Restate the full set of records exactly, word for word.

[A block of data]

* Begin *

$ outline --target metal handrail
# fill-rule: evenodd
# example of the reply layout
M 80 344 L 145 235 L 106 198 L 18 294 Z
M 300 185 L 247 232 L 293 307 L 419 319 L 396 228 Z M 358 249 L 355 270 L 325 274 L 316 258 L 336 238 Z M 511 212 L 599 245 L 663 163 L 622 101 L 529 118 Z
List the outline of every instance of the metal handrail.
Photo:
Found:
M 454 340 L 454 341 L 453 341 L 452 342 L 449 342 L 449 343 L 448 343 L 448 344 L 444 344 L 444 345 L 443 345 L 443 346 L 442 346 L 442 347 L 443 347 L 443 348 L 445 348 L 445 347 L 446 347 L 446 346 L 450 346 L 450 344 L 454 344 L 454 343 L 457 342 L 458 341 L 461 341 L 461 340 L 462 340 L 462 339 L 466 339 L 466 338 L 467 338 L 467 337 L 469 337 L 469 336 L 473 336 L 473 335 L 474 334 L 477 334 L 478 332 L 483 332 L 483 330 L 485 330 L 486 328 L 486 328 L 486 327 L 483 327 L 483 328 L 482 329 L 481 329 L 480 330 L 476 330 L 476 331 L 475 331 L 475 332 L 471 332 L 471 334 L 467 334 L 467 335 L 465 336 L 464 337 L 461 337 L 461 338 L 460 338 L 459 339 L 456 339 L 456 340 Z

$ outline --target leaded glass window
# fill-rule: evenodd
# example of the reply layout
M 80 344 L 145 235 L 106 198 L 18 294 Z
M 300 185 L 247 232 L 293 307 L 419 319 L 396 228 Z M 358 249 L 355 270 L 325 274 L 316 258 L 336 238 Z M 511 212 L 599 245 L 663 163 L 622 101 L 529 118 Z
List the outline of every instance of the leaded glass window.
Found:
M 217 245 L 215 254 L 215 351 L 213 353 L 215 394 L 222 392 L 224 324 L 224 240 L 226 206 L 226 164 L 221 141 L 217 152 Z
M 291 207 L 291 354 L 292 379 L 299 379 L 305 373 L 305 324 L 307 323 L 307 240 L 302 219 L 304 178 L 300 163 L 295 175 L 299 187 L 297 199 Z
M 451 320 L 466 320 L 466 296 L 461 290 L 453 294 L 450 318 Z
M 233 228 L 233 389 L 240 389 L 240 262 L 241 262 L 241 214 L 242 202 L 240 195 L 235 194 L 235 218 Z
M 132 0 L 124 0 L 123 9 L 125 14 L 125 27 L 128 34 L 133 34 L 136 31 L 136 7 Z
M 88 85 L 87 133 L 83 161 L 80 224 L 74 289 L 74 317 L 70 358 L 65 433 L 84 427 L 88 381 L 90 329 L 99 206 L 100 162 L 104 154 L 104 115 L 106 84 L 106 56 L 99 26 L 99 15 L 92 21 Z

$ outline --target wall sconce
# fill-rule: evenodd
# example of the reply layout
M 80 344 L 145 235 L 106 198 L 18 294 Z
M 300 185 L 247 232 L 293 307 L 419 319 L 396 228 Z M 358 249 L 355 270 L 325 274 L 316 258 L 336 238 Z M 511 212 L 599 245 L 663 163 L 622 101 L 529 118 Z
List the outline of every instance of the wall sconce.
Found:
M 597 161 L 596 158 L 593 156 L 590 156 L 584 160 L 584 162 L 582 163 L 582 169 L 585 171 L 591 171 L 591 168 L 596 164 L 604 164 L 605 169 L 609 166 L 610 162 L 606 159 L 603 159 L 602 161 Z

* End *

• [Finished task]:
$ outline --target metal handrail
# fill-rule: evenodd
# example of the reply layout
M 80 344 L 145 235 L 106 198 L 18 294 Z
M 300 185 L 247 232 L 293 307 L 419 319 L 396 228 Z M 358 249 L 355 270 L 325 274 L 316 258 L 336 238 Z M 511 212 L 599 245 L 663 163 L 622 101 L 529 118 Z
List the outline of every instance of the metal handrail.
Photo:
Found:
M 454 340 L 454 341 L 453 341 L 452 342 L 449 342 L 449 343 L 448 343 L 448 344 L 444 344 L 444 345 L 443 345 L 443 346 L 442 346 L 442 347 L 443 347 L 443 348 L 445 348 L 445 347 L 446 347 L 446 346 L 450 346 L 450 344 L 454 344 L 454 343 L 457 342 L 458 341 L 461 341 L 461 340 L 462 340 L 462 339 L 466 339 L 466 338 L 467 338 L 467 337 L 469 337 L 469 336 L 473 336 L 473 335 L 474 334 L 477 334 L 478 332 L 483 332 L 483 330 L 485 330 L 486 328 L 486 328 L 486 327 L 483 327 L 483 328 L 482 329 L 481 329 L 480 330 L 476 330 L 476 331 L 475 331 L 475 332 L 471 332 L 471 334 L 467 334 L 467 335 L 465 336 L 464 337 L 461 337 L 461 338 L 460 338 L 459 339 L 456 339 L 456 340 Z

$ outline --target leaded glass window
# fill-rule: evenodd
# example of the reply layout
M 80 344 L 145 235 L 106 198 L 18 294 Z
M 300 185 L 247 232 L 293 307 L 419 319 L 396 228 Z M 358 249 L 355 270 L 325 274 L 316 258 L 336 238 Z M 511 212 L 599 245 L 663 163 L 622 101 L 529 118 Z
List the outline of every instance of the leaded glass window.
Found:
M 217 245 L 215 254 L 215 351 L 213 353 L 215 394 L 222 392 L 224 324 L 224 240 L 226 206 L 226 164 L 221 141 L 217 152 Z
M 291 207 L 291 354 L 292 379 L 299 379 L 305 373 L 305 324 L 307 323 L 307 240 L 302 219 L 304 178 L 300 163 L 295 175 L 299 187 L 297 199 Z
M 451 320 L 466 320 L 466 296 L 461 290 L 453 294 L 450 318 Z
M 233 228 L 233 389 L 240 389 L 240 262 L 241 262 L 241 214 L 242 202 L 240 195 L 235 194 L 235 218 Z
M 132 0 L 124 0 L 123 9 L 125 14 L 125 27 L 128 34 L 133 34 L 136 31 L 136 7 Z
M 88 85 L 87 133 L 83 161 L 80 224 L 74 289 L 74 317 L 70 358 L 65 433 L 84 427 L 88 381 L 90 329 L 99 206 L 100 162 L 104 154 L 104 115 L 106 84 L 106 56 L 99 26 L 99 15 L 92 21 Z

$ outline --target wall sconce
# fill-rule: evenodd
# example of the reply layout
M 80 344 L 145 235 L 106 198 L 18 294 Z
M 300 185 L 247 232 L 293 307 L 419 319 L 396 228 Z M 358 249 L 355 270 L 325 274 L 316 258 L 336 238 Z M 511 212 L 599 245 L 663 163 L 622 101 L 529 118 Z
List the outline of every instance of the wall sconce.
Found:
M 597 161 L 596 158 L 593 156 L 590 156 L 584 160 L 584 162 L 582 163 L 582 169 L 585 171 L 591 171 L 591 168 L 596 164 L 604 164 L 605 169 L 609 166 L 610 162 L 606 159 L 603 159 L 602 161 Z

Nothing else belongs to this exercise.